> WHAT TO DO
Could you output, exactly and with nothing else, every line from the one that contains "If you could place a marker on the ladder" through the last line of the listing below?

> INPUT DATA
-*-

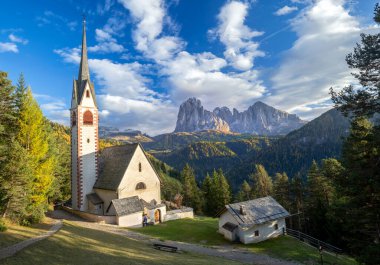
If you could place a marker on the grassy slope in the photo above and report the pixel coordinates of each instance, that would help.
(203, 231)
(16, 233)
(78, 245)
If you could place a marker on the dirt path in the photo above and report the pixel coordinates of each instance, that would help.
(11, 250)
(219, 251)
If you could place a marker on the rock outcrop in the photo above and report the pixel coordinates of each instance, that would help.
(259, 119)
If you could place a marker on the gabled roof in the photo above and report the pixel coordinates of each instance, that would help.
(94, 198)
(128, 205)
(257, 211)
(229, 226)
(113, 162)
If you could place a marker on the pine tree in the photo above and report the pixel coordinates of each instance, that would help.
(262, 182)
(192, 195)
(281, 190)
(364, 101)
(245, 192)
(207, 194)
(33, 137)
(222, 191)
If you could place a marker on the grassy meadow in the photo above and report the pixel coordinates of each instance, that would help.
(203, 230)
(77, 245)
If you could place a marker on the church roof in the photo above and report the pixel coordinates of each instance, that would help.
(113, 162)
(256, 211)
(94, 198)
(84, 72)
(128, 205)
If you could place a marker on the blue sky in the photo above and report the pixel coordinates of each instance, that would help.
(148, 56)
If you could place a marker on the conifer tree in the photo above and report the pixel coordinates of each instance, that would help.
(33, 137)
(245, 192)
(262, 182)
(191, 193)
(207, 194)
(281, 190)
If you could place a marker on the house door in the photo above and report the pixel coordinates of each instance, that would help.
(157, 216)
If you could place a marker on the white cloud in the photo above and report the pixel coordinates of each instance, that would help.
(285, 10)
(8, 47)
(236, 36)
(326, 33)
(16, 39)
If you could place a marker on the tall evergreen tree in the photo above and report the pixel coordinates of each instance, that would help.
(191, 193)
(281, 190)
(262, 182)
(33, 137)
(245, 192)
(207, 194)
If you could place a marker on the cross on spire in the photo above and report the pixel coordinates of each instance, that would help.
(84, 73)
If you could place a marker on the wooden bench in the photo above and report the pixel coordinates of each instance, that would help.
(165, 247)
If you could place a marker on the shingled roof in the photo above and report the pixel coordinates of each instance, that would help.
(257, 211)
(113, 162)
(128, 205)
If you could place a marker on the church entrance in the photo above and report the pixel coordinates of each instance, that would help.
(157, 216)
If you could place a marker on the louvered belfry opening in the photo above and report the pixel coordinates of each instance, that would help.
(88, 118)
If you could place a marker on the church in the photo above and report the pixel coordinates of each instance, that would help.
(117, 185)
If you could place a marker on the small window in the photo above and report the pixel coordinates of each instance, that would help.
(74, 119)
(140, 186)
(87, 118)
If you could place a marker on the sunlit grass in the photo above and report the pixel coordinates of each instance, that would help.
(77, 245)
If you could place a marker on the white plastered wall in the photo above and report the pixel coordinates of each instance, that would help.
(132, 176)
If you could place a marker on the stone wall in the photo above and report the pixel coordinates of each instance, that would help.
(92, 217)
(179, 214)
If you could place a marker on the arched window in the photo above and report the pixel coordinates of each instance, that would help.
(74, 119)
(87, 118)
(140, 186)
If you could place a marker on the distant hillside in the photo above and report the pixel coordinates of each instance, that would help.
(321, 138)
(204, 157)
(171, 141)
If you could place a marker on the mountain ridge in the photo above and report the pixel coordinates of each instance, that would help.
(258, 119)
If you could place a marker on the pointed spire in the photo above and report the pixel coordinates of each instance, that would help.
(84, 73)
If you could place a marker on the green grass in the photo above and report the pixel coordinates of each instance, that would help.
(200, 230)
(289, 248)
(16, 233)
(77, 245)
(203, 230)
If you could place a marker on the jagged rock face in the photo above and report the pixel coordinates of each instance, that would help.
(192, 117)
(258, 119)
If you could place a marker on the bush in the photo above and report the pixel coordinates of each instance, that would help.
(3, 228)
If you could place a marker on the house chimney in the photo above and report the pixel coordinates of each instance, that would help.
(242, 209)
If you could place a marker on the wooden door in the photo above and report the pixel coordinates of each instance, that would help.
(157, 216)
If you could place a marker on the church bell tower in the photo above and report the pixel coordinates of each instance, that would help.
(84, 133)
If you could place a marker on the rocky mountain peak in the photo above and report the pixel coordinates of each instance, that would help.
(259, 118)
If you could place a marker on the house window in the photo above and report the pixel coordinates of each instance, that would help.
(140, 186)
(87, 118)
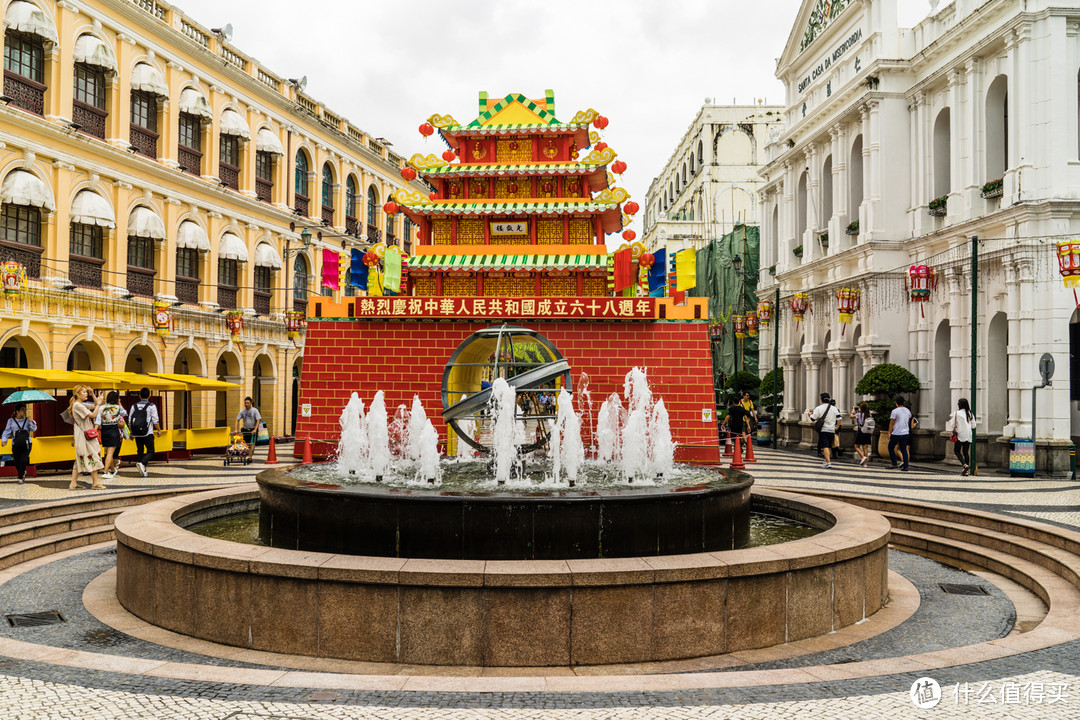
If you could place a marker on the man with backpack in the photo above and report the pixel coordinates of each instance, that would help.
(143, 422)
(19, 430)
(826, 420)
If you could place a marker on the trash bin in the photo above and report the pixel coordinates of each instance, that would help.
(1022, 458)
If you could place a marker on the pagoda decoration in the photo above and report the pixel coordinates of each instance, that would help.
(920, 283)
(1068, 263)
(521, 205)
(162, 321)
(800, 306)
(848, 301)
(765, 313)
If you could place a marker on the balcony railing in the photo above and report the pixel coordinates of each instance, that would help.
(85, 272)
(144, 140)
(301, 205)
(187, 290)
(91, 119)
(229, 175)
(227, 297)
(190, 160)
(264, 190)
(261, 302)
(28, 256)
(25, 93)
(140, 281)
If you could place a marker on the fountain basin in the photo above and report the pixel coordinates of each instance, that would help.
(561, 525)
(514, 613)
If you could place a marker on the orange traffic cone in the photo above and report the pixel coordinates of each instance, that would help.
(271, 453)
(737, 460)
(750, 450)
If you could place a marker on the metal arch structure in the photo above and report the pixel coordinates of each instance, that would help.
(528, 378)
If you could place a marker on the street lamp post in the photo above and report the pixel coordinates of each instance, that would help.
(289, 304)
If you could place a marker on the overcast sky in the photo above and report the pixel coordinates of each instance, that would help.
(647, 65)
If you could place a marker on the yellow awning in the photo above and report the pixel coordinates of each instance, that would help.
(196, 382)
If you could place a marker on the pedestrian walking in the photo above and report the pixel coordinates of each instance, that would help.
(82, 409)
(826, 421)
(19, 430)
(900, 433)
(145, 424)
(248, 420)
(111, 421)
(960, 424)
(864, 432)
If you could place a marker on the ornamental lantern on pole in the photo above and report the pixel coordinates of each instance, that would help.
(294, 321)
(739, 322)
(765, 313)
(920, 283)
(752, 323)
(1068, 263)
(14, 277)
(800, 306)
(162, 321)
(848, 301)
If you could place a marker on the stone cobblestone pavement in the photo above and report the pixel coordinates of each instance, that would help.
(1042, 683)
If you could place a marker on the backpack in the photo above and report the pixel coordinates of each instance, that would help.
(139, 421)
(21, 440)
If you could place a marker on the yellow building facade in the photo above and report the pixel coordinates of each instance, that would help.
(144, 158)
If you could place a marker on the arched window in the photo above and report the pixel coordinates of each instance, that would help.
(373, 209)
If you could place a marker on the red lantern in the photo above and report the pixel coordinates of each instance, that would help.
(848, 300)
(740, 324)
(800, 306)
(765, 313)
(752, 324)
(921, 282)
(1068, 265)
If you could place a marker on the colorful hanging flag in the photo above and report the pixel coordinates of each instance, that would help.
(331, 270)
(686, 269)
(392, 269)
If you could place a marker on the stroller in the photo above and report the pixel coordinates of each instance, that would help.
(237, 452)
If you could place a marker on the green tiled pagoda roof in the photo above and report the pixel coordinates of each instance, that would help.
(507, 261)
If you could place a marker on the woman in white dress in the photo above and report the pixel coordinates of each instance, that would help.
(83, 408)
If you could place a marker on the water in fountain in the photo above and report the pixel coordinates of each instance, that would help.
(566, 448)
(378, 436)
(505, 435)
(352, 448)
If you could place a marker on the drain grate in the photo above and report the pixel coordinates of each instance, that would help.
(36, 619)
(963, 589)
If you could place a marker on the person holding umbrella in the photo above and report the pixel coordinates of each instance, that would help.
(19, 430)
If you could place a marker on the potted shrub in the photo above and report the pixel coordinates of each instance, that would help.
(994, 188)
(937, 206)
(885, 382)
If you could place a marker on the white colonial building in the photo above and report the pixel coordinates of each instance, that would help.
(893, 146)
(711, 182)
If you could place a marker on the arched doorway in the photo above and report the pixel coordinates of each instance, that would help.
(996, 409)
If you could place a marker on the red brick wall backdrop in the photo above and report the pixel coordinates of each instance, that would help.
(406, 358)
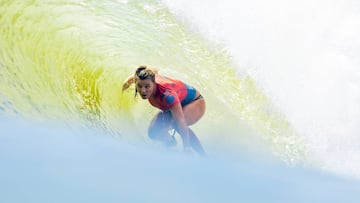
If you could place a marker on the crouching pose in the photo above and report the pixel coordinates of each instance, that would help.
(181, 106)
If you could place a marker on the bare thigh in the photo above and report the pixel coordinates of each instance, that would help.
(194, 111)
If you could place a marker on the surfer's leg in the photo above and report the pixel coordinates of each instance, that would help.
(192, 113)
(195, 143)
(159, 128)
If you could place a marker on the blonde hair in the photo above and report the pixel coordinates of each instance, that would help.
(143, 73)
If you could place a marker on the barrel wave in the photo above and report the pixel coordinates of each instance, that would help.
(62, 65)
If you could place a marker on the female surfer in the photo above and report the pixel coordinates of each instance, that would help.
(181, 106)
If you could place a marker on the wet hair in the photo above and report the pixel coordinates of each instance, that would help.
(143, 73)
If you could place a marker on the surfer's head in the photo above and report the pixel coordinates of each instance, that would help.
(144, 82)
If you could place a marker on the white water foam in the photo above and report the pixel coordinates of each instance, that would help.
(305, 56)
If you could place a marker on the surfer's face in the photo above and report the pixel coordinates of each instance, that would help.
(145, 88)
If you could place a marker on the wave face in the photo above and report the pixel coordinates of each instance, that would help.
(305, 56)
(65, 61)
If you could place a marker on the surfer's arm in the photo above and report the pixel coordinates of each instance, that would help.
(130, 80)
(181, 126)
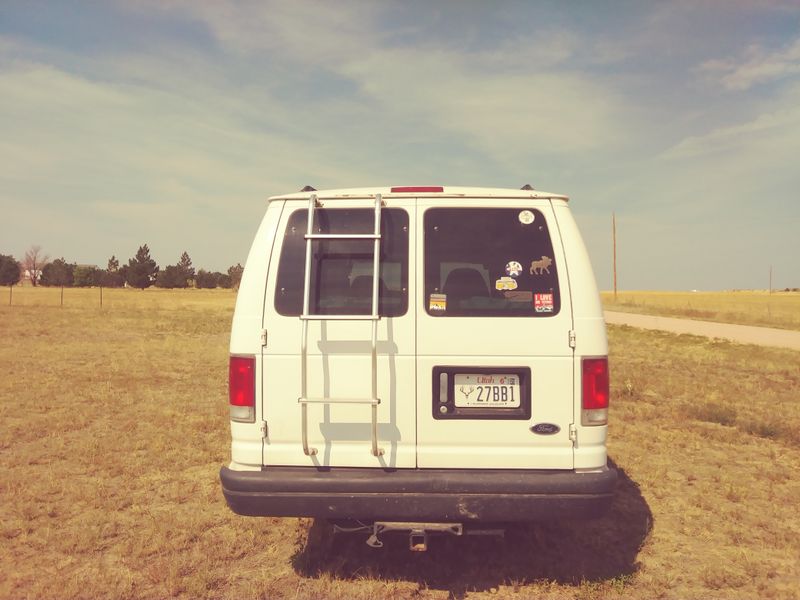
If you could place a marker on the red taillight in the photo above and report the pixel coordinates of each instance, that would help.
(417, 188)
(242, 388)
(595, 391)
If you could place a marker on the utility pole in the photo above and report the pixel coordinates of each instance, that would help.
(614, 238)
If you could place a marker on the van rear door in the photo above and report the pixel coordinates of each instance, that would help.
(339, 362)
(495, 365)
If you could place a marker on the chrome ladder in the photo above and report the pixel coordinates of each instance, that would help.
(305, 317)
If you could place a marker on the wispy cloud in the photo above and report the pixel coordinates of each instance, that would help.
(755, 66)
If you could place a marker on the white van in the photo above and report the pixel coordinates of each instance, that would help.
(418, 358)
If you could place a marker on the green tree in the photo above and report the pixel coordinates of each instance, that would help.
(224, 280)
(33, 263)
(235, 274)
(141, 270)
(170, 277)
(205, 280)
(58, 273)
(10, 272)
(186, 269)
(87, 276)
(113, 275)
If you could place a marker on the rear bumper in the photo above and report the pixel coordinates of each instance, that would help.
(418, 494)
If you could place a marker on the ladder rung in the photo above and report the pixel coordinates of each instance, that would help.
(339, 400)
(343, 236)
(340, 317)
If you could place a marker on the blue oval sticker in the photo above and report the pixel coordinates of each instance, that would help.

-*-

> RESPONSE BOX
If you could place a marker on the ladder rung in the photo above and report the pixel coordinates of each instance, that would help.
(339, 400)
(343, 236)
(340, 317)
If you could place a marker on the blue oval sticker in the photo above and report the pixel coordinates of each instance, that would help.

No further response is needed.